Material supplied below:

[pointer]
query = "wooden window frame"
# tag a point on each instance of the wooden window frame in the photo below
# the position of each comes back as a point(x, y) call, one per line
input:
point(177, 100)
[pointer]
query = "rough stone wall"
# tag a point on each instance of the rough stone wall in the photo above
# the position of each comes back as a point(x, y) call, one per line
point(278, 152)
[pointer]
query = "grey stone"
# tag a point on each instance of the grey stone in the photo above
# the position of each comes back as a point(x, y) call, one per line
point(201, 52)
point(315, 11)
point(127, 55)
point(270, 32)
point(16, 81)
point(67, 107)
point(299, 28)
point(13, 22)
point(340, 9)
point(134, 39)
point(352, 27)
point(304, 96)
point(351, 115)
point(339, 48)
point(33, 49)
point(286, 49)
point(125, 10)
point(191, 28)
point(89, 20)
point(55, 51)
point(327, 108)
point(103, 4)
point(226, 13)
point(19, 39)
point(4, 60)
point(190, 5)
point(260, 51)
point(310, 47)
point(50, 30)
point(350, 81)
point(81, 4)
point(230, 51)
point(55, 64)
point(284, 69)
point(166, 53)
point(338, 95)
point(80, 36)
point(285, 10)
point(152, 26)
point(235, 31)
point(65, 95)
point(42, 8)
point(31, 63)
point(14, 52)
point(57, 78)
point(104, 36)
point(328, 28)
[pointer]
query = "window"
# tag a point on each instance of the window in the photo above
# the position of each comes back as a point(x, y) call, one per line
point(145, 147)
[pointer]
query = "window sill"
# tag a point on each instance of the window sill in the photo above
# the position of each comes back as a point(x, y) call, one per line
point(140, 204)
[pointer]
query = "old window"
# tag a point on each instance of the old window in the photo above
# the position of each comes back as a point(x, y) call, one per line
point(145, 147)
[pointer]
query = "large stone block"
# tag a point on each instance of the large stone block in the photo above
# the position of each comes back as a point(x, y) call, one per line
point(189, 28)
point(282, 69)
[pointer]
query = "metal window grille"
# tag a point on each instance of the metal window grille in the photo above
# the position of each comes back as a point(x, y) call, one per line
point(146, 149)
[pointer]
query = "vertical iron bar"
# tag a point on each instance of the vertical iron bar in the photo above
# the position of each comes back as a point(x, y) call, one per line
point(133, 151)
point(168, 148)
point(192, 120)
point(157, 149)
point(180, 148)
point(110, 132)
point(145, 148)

End of Material supplied.

* [Task to complete]:
Read the entries and pick out all lines that include the word "frame".

* [Response]:
query = "wooden window frame"
# tag a point on each instance of the wooden window frame in the photo below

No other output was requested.